*** Data in this exercise ***

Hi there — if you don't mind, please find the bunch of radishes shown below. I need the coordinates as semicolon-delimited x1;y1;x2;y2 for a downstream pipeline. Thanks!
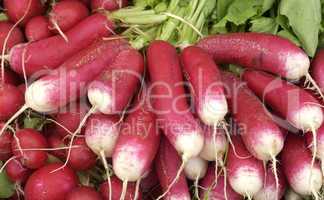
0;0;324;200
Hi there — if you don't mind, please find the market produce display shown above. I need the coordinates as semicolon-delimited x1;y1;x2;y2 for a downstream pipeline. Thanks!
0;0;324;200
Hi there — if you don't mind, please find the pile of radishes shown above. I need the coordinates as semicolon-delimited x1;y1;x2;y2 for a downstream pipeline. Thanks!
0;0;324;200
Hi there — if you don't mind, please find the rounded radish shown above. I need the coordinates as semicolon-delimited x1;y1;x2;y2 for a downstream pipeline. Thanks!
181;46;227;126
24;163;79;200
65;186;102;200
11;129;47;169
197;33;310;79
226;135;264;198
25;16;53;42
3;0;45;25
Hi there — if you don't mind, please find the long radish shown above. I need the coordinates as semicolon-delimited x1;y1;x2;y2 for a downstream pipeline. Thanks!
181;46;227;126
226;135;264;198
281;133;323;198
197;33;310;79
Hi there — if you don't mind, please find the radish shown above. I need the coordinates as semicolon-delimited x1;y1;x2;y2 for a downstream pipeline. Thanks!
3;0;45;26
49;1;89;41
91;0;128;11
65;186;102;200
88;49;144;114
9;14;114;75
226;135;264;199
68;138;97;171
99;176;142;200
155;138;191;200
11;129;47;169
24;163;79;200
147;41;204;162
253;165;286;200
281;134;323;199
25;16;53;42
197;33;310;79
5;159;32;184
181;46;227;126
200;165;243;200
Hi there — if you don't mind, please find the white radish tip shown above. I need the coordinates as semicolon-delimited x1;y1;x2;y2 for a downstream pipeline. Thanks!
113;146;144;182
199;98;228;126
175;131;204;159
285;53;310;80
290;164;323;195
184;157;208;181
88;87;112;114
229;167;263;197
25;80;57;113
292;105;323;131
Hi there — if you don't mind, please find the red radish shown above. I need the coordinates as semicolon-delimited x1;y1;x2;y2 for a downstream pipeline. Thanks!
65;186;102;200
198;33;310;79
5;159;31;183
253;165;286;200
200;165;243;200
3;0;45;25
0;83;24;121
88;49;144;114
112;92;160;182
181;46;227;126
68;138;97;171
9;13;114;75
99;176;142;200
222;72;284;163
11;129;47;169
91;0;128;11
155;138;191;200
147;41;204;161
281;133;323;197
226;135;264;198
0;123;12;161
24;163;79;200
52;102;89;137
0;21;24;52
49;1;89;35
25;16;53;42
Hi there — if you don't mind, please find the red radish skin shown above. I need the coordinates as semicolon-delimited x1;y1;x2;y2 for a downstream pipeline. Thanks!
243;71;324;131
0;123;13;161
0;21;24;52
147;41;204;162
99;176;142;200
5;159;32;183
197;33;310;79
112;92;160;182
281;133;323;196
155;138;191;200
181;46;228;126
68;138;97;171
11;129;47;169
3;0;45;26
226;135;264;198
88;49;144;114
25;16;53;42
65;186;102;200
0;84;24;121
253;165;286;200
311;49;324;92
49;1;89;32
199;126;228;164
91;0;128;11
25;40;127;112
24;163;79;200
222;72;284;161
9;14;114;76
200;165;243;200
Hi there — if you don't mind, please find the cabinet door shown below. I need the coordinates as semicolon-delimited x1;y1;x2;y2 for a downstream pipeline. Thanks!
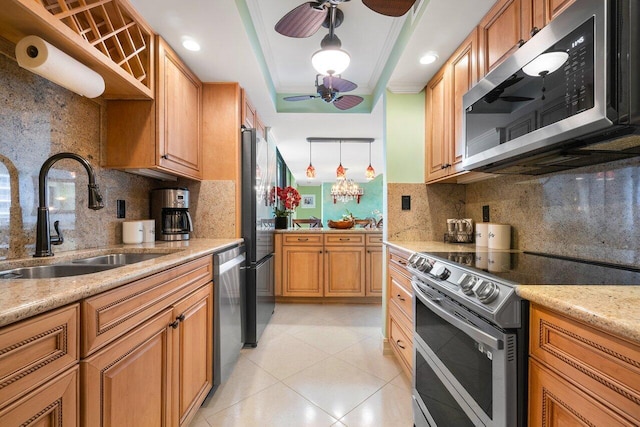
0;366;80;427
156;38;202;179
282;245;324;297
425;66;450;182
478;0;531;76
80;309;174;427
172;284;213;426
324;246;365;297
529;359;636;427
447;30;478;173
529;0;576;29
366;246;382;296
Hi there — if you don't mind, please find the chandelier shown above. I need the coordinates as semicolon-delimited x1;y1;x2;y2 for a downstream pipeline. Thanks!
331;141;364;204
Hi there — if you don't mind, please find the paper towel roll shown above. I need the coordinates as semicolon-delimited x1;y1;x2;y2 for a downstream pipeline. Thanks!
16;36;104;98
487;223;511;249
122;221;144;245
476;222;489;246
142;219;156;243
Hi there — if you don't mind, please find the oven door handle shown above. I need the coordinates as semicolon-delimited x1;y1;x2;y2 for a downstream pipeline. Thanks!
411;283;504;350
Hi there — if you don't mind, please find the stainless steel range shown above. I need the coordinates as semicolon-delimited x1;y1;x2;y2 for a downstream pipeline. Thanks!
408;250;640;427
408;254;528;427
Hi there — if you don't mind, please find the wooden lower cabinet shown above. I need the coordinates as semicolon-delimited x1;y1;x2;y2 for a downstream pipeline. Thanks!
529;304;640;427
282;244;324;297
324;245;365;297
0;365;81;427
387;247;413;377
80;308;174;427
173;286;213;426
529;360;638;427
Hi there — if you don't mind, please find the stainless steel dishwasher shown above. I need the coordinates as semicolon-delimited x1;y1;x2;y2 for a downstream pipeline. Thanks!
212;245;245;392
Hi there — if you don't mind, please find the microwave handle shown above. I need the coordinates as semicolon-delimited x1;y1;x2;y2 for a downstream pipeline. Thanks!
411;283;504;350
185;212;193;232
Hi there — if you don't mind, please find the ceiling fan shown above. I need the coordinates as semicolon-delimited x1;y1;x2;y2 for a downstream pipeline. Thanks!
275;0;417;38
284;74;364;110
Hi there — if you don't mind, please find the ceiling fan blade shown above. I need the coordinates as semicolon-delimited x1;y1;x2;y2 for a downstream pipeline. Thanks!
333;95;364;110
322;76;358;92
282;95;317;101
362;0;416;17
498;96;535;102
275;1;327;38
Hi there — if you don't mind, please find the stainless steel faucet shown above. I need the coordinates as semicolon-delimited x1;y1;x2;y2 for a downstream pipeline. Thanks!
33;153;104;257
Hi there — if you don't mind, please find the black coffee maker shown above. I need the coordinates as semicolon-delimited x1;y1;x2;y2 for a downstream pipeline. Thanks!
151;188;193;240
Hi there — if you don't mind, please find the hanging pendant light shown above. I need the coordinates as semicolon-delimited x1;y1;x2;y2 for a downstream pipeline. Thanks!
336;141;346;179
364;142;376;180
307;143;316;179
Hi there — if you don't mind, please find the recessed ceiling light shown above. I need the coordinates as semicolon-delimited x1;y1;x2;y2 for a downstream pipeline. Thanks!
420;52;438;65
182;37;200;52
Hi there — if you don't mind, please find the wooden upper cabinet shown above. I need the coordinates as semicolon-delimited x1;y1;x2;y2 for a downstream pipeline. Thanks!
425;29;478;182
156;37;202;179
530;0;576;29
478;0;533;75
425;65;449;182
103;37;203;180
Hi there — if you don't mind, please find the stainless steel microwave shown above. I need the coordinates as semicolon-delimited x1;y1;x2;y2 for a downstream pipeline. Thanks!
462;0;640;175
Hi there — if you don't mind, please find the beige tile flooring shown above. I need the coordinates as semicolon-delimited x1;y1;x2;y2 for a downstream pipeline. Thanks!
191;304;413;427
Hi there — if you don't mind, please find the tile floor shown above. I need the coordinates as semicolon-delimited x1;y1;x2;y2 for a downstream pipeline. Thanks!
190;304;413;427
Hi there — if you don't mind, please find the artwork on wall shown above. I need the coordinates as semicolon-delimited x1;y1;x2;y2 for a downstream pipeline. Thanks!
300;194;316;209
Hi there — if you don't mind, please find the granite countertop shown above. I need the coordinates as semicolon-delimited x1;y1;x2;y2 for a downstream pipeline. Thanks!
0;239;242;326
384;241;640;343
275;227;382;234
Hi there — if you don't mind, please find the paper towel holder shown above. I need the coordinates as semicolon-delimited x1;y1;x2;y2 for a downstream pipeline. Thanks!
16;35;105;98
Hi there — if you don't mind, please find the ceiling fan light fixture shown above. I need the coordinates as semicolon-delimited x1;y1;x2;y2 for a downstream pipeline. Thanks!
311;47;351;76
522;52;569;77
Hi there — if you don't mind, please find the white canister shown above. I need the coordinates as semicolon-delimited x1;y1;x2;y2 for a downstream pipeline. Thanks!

***
*** Data in this exercise ***

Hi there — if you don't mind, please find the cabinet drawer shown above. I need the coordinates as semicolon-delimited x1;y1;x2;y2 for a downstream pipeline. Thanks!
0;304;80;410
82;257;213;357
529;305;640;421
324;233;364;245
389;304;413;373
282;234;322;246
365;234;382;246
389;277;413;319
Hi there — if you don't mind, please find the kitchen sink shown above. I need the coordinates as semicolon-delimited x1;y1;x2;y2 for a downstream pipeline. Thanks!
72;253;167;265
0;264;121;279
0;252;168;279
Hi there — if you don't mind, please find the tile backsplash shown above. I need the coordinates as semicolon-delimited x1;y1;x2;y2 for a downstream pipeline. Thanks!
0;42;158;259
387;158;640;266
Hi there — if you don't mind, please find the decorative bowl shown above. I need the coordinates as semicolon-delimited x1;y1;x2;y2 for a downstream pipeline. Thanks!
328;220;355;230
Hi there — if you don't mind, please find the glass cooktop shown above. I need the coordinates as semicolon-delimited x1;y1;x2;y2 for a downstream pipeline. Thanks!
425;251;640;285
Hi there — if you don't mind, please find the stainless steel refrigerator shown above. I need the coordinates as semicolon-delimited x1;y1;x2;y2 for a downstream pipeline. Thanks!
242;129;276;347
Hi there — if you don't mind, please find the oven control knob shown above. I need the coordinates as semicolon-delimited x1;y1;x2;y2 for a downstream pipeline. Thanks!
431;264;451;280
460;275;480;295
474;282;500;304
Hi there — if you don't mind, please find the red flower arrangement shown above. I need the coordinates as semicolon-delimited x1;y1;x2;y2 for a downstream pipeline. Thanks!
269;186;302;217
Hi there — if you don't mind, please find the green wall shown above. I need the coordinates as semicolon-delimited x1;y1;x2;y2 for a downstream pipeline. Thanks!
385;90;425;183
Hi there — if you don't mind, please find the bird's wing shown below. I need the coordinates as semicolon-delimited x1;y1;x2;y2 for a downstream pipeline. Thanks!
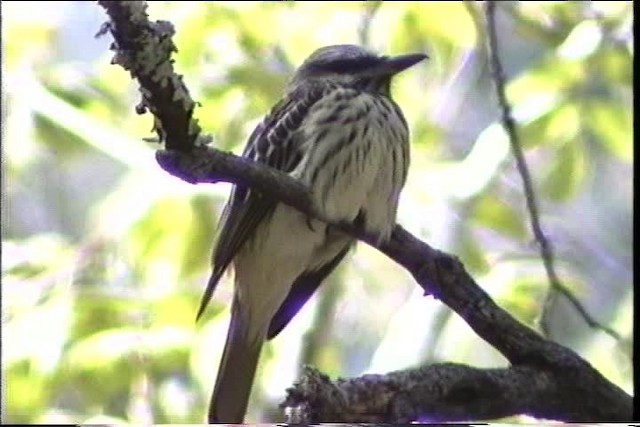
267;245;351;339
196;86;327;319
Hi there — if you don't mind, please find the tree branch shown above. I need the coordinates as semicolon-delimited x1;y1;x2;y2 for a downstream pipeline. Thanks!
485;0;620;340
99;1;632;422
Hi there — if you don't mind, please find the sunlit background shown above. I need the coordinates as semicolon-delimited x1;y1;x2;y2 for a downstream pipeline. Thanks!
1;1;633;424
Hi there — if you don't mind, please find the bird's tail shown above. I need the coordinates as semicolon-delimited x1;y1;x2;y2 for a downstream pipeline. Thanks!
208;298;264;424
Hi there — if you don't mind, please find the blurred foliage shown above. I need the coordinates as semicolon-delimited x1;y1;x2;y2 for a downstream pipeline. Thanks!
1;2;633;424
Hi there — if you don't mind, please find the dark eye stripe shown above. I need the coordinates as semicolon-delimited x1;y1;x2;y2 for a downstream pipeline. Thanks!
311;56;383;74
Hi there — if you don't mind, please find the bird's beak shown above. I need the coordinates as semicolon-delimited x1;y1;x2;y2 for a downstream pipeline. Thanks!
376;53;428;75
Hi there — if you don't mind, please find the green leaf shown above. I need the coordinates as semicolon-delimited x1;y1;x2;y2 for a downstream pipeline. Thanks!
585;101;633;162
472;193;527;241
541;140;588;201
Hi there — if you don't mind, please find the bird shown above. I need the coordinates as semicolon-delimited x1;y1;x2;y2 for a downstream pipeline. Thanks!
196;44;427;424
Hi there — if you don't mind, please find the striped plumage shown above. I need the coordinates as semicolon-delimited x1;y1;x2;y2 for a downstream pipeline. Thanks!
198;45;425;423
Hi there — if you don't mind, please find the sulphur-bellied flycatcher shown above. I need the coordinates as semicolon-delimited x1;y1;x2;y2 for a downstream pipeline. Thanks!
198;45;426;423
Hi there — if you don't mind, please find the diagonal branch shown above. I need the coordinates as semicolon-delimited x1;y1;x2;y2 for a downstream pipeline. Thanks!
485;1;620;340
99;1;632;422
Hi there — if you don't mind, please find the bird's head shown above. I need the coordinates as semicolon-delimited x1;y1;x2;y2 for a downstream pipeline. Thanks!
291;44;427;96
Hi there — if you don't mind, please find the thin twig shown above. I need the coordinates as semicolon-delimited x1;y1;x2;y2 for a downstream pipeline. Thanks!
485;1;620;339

***

> _Written request_
Copy the stretch from the line containing "the wooden lower" through the line containing "103;37;203;180", reproducing each line without any change.

> _The output_
Hi there — if you don't mind, please find the wooden lower cabinet shown above. I need the coordinates as semicolon-delimited x1;y1;x2;y2 for a downstream pipeline. Thanks!
529;304;640;427
282;244;324;297
324;245;365;297
0;365;81;427
387;247;413;377
80;308;174;427
173;286;213;426
529;360;638;427
Hi there — if you don't mind, please find the stainless steel dishwasher shown above. I need the coordinates as semicolon-delimited x1;y1;x2;y2 for a downstream pipeline. Thanks!
212;245;245;392
Hi there — if you don't mind, please find the microwave handle shown above. I need the coordinates as semicolon-delimited x1;y1;x2;y2 for a downstream pipeline. Thanks!
411;283;504;350
185;212;193;232
Hi there — if you don't mind, please find the ceiling fan shown above. I need the coordinates as semicolon-delimited x1;y1;x2;y2 for a downstream pipeline. Thanks!
275;0;417;38
284;74;364;110
Hi there — if you don't mind, please find the ceiling fan blade shown above. I need the coordinates as semicolon-delimited x1;y1;x2;y2 for a downstream pipeline. Thanks!
333;95;364;110
322;76;358;92
282;95;317;101
362;0;416;17
498;96;535;102
275;1;327;38
Hi there — if you don't mind, please find the stainless steel faucet shown above. I need the coordinates as semicolon-delimited x1;y1;x2;y2 for a downstream pipeline. Thanks!
33;153;104;257
Hi there — if you don't mind, please find the black coffee maker shown above. I need the coordinates as semicolon-delimited x1;y1;x2;y2 for a downstream pipeline. Thanks!
151;188;193;240
Hi there — if you don't mind, please find the hanging pendant light shown above. I need the coordinates as semicolon-delimited x1;y1;x2;y2 for a downstream pipeline. Thanks!
336;141;346;179
364;142;376;180
307;143;316;179
Hi there — if you don't mind, please find the recessed ceiling light shown above. I need the coordinates as semicolon-delimited x1;y1;x2;y2 for a downstream pipeline. Thanks!
420;52;438;65
182;37;200;52
Hi there — if you don't mind, please find the wooden upper cabinet shown above. I need the coordinates as semicolon-delimited x1;y1;x2;y2 for a downstream pipeline. Thanks!
425;29;478;182
156;37;202;179
530;0;576;29
478;0;533;75
425;65;449;182
103;37;203;180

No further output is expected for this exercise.